Write out a span of the listing below word for word, starting with the line that contains "of the green" and stopping after the line that contains "of the trouser". Include both of those lines and nothing outside the span.

### Given data
════════════════
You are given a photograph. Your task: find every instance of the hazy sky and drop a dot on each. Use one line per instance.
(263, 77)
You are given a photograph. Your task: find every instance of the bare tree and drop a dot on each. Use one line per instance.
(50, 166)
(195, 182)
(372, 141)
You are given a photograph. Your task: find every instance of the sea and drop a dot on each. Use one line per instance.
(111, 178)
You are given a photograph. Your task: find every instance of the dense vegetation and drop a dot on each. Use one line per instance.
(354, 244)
════════════════
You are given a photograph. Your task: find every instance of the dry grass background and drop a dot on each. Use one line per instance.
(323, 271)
════════════════
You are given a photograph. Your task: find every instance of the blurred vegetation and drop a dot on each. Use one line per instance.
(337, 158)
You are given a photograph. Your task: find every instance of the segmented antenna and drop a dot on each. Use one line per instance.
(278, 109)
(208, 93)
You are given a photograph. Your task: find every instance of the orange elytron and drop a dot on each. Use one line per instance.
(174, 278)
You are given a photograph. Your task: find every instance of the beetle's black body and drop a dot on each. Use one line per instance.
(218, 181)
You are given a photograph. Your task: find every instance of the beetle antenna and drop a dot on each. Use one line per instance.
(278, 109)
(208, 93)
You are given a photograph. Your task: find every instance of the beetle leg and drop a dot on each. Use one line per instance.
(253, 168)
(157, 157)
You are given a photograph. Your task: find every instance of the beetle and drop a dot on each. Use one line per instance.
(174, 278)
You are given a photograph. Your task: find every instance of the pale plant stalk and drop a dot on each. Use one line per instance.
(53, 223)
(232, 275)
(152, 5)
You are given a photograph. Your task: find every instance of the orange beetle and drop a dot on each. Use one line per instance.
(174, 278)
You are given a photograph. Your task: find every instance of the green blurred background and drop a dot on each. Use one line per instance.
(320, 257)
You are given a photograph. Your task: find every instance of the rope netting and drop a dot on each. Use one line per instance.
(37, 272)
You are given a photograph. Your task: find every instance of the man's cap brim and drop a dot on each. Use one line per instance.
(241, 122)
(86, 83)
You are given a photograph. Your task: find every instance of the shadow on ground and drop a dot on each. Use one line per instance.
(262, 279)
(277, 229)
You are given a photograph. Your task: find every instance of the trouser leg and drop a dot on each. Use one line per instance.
════════════════
### Answer to the exercise
You are given a photograph. Your task: find every instance of the green blurred background and drop a dot on each. Use one line per instance.
(320, 257)
You are given a photograph. Your task: find every instance of the rope netting and drop a dot on each. Use one line per instance.
(37, 272)
You are given a photograph. Your task: find every instance of the man's cap brim and drop a dot on each. Use one line per instance.
(241, 122)
(86, 83)
You are given a photograph. Your task: find every instance of the shadow on ground and drop a dot on each. Use one line per instance.
(262, 279)
(277, 229)
You are given a photograph. Your task: find every instance of the trouser leg and drop a dot on each. Use one line per instance.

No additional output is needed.